* **EXERCISE INSTRUCTIONS**: All material below is to be reproduced exactly.

* **INPUT ROWS**:
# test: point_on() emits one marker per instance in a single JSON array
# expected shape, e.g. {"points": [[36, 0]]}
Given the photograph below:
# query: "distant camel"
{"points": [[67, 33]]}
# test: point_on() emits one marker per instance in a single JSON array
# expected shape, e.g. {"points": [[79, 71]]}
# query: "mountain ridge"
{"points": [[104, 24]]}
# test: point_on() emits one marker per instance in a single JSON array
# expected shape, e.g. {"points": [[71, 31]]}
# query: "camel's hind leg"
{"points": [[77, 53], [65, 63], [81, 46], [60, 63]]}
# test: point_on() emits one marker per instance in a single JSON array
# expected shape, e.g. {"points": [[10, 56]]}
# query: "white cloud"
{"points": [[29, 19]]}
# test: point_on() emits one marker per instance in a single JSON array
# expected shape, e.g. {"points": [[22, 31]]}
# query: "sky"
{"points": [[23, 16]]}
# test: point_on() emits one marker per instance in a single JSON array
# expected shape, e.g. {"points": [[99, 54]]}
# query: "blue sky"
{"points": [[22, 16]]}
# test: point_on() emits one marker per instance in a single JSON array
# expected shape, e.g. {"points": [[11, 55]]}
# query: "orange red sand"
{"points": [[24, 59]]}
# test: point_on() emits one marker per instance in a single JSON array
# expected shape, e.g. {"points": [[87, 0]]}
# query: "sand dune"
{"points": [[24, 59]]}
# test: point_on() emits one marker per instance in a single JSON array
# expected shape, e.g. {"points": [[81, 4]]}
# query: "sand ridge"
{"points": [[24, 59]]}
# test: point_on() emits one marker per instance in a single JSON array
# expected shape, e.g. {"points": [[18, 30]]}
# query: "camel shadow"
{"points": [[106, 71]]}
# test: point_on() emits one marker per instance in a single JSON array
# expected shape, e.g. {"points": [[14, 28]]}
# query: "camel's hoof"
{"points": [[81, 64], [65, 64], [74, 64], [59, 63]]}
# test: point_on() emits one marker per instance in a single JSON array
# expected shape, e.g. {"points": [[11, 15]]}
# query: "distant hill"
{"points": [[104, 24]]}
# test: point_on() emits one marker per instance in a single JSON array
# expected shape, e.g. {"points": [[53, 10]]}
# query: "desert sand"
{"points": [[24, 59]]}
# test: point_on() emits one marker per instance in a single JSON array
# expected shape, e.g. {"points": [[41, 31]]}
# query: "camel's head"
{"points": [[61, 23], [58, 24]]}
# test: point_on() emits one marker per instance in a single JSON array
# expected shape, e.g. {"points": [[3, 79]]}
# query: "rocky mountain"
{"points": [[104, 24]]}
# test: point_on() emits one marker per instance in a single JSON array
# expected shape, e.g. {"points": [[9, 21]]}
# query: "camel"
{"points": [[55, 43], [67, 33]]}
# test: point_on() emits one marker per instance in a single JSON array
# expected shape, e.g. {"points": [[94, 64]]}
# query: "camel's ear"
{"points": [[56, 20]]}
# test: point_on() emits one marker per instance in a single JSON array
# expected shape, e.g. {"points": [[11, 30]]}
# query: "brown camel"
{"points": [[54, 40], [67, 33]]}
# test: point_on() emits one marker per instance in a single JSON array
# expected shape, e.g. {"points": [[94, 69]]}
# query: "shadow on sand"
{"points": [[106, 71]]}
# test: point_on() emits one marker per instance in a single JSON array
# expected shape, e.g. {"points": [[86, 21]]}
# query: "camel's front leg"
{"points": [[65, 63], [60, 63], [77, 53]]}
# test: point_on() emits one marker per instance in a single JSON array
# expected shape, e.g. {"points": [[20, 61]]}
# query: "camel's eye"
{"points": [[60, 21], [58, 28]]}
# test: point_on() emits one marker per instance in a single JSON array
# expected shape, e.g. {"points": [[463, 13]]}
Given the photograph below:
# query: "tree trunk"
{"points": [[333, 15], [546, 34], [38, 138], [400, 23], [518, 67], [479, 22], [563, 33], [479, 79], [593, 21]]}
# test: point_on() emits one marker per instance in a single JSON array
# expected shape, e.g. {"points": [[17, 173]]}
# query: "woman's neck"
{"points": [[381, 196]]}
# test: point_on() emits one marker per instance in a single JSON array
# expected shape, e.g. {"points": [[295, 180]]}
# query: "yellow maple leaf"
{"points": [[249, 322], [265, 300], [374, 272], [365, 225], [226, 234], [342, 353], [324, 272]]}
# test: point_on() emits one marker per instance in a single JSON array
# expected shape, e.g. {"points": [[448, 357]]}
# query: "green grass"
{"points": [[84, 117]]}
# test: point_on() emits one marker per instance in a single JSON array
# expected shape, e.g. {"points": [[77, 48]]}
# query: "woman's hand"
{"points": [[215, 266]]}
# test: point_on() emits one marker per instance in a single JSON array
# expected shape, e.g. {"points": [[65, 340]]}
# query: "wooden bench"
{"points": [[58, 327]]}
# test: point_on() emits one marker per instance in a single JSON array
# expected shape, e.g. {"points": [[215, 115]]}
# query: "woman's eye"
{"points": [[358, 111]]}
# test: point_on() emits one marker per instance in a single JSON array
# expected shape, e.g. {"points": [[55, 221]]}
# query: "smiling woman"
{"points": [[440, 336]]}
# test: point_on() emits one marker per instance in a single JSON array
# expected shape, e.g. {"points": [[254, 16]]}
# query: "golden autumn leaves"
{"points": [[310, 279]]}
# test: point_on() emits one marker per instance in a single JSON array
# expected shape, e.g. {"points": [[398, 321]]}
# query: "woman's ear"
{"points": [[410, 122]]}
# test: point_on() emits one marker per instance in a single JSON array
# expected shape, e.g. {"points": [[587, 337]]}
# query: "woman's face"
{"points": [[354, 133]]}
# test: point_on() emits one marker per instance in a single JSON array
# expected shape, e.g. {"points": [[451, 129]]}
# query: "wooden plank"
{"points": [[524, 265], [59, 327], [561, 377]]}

* **SOLUTION BELOW**:
# test: point_on() emits one marker per instance in a single JSON array
# expected shape, e.g. {"points": [[36, 0]]}
Given the photograph below:
# query: "distant camel"
{"points": [[67, 33]]}
# test: point_on() emits one marker per instance in a single JSON array
# expected shape, e.g. {"points": [[79, 71]]}
# query: "mountain ridge"
{"points": [[104, 24]]}
# test: point_on() emits one marker per instance in a single JSON array
# expected shape, e.g. {"points": [[71, 31]]}
# query: "camel's hind leg"
{"points": [[77, 53], [65, 63], [81, 46], [60, 63]]}
# test: point_on() emits one marker per instance in a single JSON array
# expected shape, e.g. {"points": [[10, 56]]}
# query: "white cloud"
{"points": [[29, 19]]}
# test: point_on() emits one marker per instance in a single JSON array
# expected shape, e.g. {"points": [[22, 31]]}
# query: "sky"
{"points": [[23, 16]]}
# test: point_on() emits one marker per instance in a single JSON array
# expected shape, e.g. {"points": [[99, 54]]}
# query: "blue sky"
{"points": [[22, 16]]}
# test: point_on() emits one marker per instance in a single JSON array
# expected shape, e.g. {"points": [[11, 55]]}
# query: "orange red sand"
{"points": [[24, 59]]}
# test: point_on() emits one marker per instance in a single JSON array
# expected shape, e.g. {"points": [[87, 0]]}
# query: "sand dune"
{"points": [[24, 59]]}
# test: point_on() emits one marker per instance in a single JSON array
# expected shape, e.g. {"points": [[81, 4]]}
# query: "sand ridge"
{"points": [[24, 59]]}
# test: point_on() emits one marker per instance in a single JSON array
# expected shape, e.g. {"points": [[18, 30]]}
# query: "camel shadow"
{"points": [[106, 71]]}
# test: point_on() emits one marker per instance in a single JSON array
# expected shape, e.g. {"points": [[14, 28]]}
# query: "camel's hoof"
{"points": [[81, 64], [65, 64], [74, 64], [59, 63]]}
# test: point_on() emits one marker per instance in a single JSON array
# expected shape, e.g. {"points": [[11, 15]]}
# query: "distant hill"
{"points": [[104, 24]]}
# test: point_on() emits one marker per instance in a single JSON array
# expected shape, e.g. {"points": [[53, 10]]}
# query: "desert sand"
{"points": [[24, 59]]}
# test: point_on() emits one marker per instance in a single JSON array
# expected shape, e.g. {"points": [[41, 31]]}
# query: "camel's head"
{"points": [[61, 23], [58, 24]]}
# test: point_on() emits one marker per instance in a single JSON array
# expected shape, e.g. {"points": [[3, 79]]}
# query: "rocky mountain"
{"points": [[104, 24]]}
# test: point_on() emits one marker per instance in a single JSON array
# expected shape, e.g. {"points": [[9, 21]]}
# query: "camel"
{"points": [[55, 43], [67, 33]]}
# test: point_on() emits one marker per instance in a single JSON array
# expected shape, e.g. {"points": [[94, 64]]}
# query: "camel's ear"
{"points": [[56, 20]]}
# test: point_on() emits one marker per instance in a single JSON array
# expected shape, e.g. {"points": [[11, 30]]}
# query: "brown camel"
{"points": [[54, 40], [67, 33]]}
# test: point_on() emits one marker per instance in a single JSON array
# expected shape, e.g. {"points": [[94, 69]]}
# query: "shadow on sand"
{"points": [[106, 71]]}
# test: point_on() emits one marker per instance in a single JSON array
# expected shape, e.g. {"points": [[86, 21]]}
# query: "camel's front leg"
{"points": [[65, 63], [60, 63], [77, 53]]}
# test: point_on() emits one marker per instance in a single JSON array
# expected shape, e.g. {"points": [[20, 61]]}
# query: "camel's eye"
{"points": [[60, 21], [58, 28]]}
# test: point_on() emits one marker per instance in a single JSON array
# expected shape, e.g. {"points": [[463, 13]]}
Given the photograph below:
# query: "tree trunk"
{"points": [[333, 15], [546, 34], [38, 138], [400, 23], [518, 67], [479, 22], [563, 33], [479, 79], [593, 21]]}
# test: point_on() emits one marker per instance in a single JSON array
# expected shape, e.g. {"points": [[17, 173]]}
# query: "woman's neck"
{"points": [[381, 196]]}
# test: point_on() emits one marker per instance in a single JSON array
# expected shape, e.g. {"points": [[295, 180]]}
# query: "yellow maple leaf"
{"points": [[249, 322], [265, 300], [374, 272], [365, 225], [226, 234], [342, 353], [324, 272]]}
# test: point_on() emits one marker per instance in a single JSON array
# expected shape, e.g. {"points": [[448, 357]]}
# query: "green grass"
{"points": [[84, 117]]}
# test: point_on() emits one marker per instance in a single JSON array
# expected shape, e.g. {"points": [[77, 48]]}
# query: "woman's hand"
{"points": [[215, 266]]}
# test: point_on() emits one marker per instance in a single JSON array
# expected shape, e.g. {"points": [[65, 340]]}
# query: "wooden bench"
{"points": [[58, 327]]}
# test: point_on() emits one marker per instance in a single JSON array
# expected shape, e.g. {"points": [[215, 115]]}
# query: "woman's eye"
{"points": [[358, 111]]}
# test: point_on() emits one marker per instance in a single JSON array
# expected shape, e.g. {"points": [[55, 221]]}
# query: "smiling woman"
{"points": [[440, 336]]}
# test: point_on() emits one marker per instance in a single JSON array
# expected shape, e.g. {"points": [[254, 16]]}
# query: "golden autumn leaves"
{"points": [[310, 279]]}
# test: point_on() emits one marker per instance in a single JSON array
# expected shape, e.g. {"points": [[398, 321]]}
# query: "woman's ear"
{"points": [[410, 122]]}
# test: point_on() emits one marker per instance in a single JSON array
# expected shape, e.g. {"points": [[587, 337]]}
# query: "woman's face"
{"points": [[354, 133]]}
# test: point_on() emits one marker per instance in a single JSON array
# expected shape, e.g. {"points": [[451, 129]]}
# query: "wooden plank"
{"points": [[524, 265], [59, 327], [561, 377]]}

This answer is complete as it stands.